■ Exercise directions
Search the listing below, and show each line that includes the word "dried".

■ Dataset
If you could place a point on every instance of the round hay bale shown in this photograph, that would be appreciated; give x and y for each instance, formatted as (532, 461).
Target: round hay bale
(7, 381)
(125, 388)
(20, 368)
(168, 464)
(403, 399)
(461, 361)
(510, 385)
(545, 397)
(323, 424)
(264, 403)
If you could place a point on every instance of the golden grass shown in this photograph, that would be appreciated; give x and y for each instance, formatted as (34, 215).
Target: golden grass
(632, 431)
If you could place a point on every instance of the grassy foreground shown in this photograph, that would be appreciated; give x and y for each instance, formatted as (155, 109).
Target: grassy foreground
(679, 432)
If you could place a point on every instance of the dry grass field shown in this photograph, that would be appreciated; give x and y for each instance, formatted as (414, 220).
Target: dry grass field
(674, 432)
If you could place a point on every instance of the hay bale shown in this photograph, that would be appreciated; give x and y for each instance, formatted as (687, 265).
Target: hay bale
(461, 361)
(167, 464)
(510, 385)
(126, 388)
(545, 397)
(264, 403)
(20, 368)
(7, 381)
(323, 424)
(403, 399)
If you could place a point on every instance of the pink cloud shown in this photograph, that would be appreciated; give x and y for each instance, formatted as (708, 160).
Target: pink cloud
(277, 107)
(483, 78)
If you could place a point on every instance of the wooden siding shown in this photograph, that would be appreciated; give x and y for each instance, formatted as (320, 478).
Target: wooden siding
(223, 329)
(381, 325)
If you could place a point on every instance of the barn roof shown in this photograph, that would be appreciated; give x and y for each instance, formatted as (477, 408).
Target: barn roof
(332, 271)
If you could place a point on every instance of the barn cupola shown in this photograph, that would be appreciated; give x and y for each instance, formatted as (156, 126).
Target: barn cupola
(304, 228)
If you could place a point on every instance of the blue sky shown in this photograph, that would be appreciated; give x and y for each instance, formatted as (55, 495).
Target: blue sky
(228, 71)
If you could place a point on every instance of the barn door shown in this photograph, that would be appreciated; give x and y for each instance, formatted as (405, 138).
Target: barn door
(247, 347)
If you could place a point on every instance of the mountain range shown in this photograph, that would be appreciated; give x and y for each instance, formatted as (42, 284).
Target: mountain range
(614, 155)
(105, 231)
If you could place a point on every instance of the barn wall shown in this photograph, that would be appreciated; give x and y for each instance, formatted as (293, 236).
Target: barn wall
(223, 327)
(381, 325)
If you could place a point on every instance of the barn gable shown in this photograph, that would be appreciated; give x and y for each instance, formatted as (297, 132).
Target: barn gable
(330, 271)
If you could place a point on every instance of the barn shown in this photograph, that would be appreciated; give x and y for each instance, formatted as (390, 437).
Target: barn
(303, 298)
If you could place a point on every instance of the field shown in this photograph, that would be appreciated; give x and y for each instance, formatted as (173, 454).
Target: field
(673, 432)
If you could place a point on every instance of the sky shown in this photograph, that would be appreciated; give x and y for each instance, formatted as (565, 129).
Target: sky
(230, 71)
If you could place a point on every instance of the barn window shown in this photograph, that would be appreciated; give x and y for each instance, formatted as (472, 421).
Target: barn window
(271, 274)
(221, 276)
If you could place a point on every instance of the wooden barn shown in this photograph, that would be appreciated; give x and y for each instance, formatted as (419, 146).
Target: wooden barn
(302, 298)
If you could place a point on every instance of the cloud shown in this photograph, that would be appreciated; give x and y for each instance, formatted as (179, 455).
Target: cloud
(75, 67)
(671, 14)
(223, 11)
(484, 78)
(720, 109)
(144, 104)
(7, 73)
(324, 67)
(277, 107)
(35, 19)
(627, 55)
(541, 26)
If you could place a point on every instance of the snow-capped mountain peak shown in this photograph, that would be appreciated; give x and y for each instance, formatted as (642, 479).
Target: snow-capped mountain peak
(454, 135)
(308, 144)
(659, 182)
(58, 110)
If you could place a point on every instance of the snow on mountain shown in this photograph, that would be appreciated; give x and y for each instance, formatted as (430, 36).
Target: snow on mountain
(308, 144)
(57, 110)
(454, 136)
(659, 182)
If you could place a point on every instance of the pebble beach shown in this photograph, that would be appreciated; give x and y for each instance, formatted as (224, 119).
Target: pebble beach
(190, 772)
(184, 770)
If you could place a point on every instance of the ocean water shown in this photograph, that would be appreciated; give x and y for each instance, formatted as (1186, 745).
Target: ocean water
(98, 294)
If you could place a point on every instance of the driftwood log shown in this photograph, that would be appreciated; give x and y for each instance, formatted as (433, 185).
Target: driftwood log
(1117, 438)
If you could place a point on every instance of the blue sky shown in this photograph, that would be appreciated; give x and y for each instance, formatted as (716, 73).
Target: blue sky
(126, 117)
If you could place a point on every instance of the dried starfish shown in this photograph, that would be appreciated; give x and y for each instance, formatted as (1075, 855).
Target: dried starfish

■ Exercise output
If you could place a point on every instance of the dried starfish shown in this photograph, that would be appreciated; give x and y for each instance, formatted as (1075, 855).
Target: dried starfish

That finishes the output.